STATED TASK 1
In the text on the Domain Name System, how often did the authority for the HOSTS.txt file apply requested changes?
STATED TASK 2
Carry on the text on the Domain Name System from the point at which it ends.

EXCERPTED TEXT
=-=-=
Before the Internet became a global network connecting millions of devices, it was a simple research experiment connecting a handful of institutions. In the beginning, the number of unique internet addresses could be measured in the tens. As the network expanded that number quickly grew into the hundreds and thousands and it became difficult to remember and type in IP addresses for each of these hosts.

To manage the growing number of network hosts, a simple text file, called HOSTS.txt recorded each host and their IP address. To add your name to the hosts file, you needed to send an e-mail describing the changes you wanted to apply. The authority for the HOSTS.txt file would apply these changes once or twice a week and anyone who wanted to grab the updated list would periodically FTP to the canonical source, grab the latest file, and update their own list of hosts. Naturally, as this small network expanded into, and was eventually replaced by, the Internet, this solution became untenable – there were just too many hosts to keep track of, keep consistent, and to serve from a single canonical file using FTP and manual updates. HOSTS.txt did not scale.

The Domain Name System (DNS) was developed to scale the HOSTS.txt model to the global Internet. The goals for the system were to allow for local administration of portions of the data set while also making changes and updates to local data available to the global Internet. The result is a globally distributed hierarchical database that maps domain names to Internet hosts throughout the world.

The Domain Namespace

The DNS distributed database is an inverted tree indexed by domain names. Taken together, the entire tree is called the domain namespace and represents the entire set of Internet domain names. Like a file system, the tree begins at a root node, inner nodes in the tree help organize hosts into domains, and leaf nodes provide information on a single host. Each node in the tree has a text label describing its portion of a fully qualified domain name. The full domain name for any node is the sequence of labels on the path from that node up to the root of the tree, with a dot separating the text labels along the path. The only restriction to node labels is that siblings in the tree have unique names to guarantee that a domain name uniquely identifies a single node in the tree.
=-=-=
Coordinate-labeling data:
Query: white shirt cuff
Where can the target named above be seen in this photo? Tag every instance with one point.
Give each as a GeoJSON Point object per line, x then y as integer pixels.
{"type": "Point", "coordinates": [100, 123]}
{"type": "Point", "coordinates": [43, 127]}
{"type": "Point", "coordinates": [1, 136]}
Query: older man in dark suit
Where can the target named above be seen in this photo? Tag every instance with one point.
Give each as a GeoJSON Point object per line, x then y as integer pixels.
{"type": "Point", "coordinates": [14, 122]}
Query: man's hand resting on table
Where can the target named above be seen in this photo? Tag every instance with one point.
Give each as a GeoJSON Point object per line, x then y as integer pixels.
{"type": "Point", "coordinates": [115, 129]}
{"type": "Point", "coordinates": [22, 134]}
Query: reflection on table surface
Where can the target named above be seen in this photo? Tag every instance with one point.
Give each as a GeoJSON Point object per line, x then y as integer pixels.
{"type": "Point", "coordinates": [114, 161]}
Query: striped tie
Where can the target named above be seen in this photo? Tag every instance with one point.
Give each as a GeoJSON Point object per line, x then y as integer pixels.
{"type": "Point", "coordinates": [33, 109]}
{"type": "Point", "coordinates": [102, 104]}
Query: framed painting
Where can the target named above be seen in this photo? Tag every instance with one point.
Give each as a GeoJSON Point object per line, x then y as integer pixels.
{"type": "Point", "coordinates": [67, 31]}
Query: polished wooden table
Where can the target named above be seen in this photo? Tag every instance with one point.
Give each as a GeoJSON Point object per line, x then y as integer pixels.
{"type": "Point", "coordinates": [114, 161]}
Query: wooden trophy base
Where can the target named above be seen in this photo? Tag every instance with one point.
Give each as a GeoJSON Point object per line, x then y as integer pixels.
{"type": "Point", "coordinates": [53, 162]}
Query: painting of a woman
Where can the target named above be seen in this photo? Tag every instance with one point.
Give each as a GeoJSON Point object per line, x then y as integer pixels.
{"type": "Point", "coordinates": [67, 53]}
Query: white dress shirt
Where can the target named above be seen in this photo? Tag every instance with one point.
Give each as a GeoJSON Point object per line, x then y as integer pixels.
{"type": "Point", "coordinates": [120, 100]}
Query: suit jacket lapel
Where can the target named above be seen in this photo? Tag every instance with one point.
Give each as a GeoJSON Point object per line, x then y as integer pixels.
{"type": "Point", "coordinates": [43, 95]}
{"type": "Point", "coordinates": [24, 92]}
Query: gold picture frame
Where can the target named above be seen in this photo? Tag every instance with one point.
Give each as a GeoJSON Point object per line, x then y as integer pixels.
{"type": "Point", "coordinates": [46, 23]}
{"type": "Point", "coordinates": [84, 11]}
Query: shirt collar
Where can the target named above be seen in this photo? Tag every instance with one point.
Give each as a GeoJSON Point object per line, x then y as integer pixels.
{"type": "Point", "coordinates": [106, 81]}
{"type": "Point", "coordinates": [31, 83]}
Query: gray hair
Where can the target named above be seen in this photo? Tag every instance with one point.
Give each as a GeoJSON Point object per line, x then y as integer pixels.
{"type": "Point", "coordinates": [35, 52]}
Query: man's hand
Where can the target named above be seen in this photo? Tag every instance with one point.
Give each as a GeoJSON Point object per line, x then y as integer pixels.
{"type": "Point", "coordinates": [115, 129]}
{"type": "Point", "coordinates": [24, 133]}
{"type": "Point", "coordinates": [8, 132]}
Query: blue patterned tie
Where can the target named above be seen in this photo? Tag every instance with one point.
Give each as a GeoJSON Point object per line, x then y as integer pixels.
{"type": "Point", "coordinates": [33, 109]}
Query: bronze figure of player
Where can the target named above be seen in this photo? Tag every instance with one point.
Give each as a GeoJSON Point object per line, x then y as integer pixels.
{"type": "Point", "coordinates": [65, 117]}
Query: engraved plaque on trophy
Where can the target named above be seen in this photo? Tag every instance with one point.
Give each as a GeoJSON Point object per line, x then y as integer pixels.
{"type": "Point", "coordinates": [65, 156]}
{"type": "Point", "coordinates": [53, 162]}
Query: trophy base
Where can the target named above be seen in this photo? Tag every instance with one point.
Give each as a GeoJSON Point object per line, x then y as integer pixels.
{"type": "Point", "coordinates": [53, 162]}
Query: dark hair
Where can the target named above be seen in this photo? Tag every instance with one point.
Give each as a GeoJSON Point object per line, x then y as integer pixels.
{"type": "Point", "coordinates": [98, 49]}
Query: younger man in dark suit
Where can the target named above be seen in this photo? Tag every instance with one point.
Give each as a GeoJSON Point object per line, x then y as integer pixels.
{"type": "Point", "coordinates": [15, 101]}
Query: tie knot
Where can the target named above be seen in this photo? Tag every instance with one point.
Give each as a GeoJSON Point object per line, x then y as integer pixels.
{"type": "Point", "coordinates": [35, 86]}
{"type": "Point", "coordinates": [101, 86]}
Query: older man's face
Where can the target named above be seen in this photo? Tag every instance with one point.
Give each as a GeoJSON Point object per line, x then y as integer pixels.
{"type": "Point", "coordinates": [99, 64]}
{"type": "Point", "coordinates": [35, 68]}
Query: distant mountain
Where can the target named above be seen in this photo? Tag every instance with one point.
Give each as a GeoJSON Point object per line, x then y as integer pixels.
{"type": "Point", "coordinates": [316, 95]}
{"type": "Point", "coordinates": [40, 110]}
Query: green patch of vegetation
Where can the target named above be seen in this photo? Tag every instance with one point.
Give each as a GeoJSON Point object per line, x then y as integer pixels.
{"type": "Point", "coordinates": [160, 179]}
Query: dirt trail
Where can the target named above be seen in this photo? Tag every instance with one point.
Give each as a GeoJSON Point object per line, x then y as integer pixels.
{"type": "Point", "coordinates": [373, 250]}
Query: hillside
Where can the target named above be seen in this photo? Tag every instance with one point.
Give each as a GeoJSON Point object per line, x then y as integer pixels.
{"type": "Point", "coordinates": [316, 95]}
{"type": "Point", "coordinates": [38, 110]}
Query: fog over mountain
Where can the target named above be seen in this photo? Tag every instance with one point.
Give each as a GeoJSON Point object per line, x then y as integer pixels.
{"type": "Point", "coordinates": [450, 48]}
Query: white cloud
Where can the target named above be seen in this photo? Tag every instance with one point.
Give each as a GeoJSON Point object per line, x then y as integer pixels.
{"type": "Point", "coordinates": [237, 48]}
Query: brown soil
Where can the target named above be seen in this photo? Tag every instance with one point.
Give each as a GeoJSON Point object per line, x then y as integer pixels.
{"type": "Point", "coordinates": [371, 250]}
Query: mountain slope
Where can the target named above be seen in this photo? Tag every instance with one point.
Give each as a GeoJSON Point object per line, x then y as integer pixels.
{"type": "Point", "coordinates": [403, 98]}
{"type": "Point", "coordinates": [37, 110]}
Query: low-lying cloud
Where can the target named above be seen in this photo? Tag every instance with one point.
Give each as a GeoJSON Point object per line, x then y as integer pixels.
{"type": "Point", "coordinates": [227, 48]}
=-=-=
EXPECTED ANSWER 1
Once or twice a week.

EXPECTED ANSWER 2
An example will help illustrate the concept.

A simplified domain namespace

Remember that domain names are just indexes into the DNS database. For leaf nodes, the data at the node represents an individual host on the network with information like the network addresses, mail-routing information, or hardware information. Nodes inside the tree can represent both a domain and a particular host. In our example above, the node represents both the sookocheff domain and it represents the hosts that serve the site you are currently looking at.

Resource Records and Zone Files

The data indexed by a domain name is called a resource record. There are several types of records for different types of data. For example, there are unique resource records for mail routing and for or host address information. Each record type specifies is own syntax and semantic rules to follow.

The collection of resource records stored by a host are stored in zone files. Every domain that a host knows about is stored in a zone file, and it is these zone files that get distributed across the Internet to form the global distributed DNS database. A zone file is a simple text file that contains the mappings between domain names and IP addresses. DNS nameservers use this zone file to find out which IP address should be contacted when a user requests a particular domain name.

The zone file contains different classes of DNS records. For our purposes, we will focus on the IN record class that defines the set of DNS records for the Internet. All resource records use the following format, regardless of class or type.

host labelttlrecord classrecord typerecord data
  • Host Label. A host label defines the hostname of a record and whether the $ORIGIN hostname will be appended to the label. Fully qualified hostnames terminated by a period will not append the origin.
  • TTL. TTL is the amount of time in seconds that a DNS record will be cached by an outside DNS server or resolver.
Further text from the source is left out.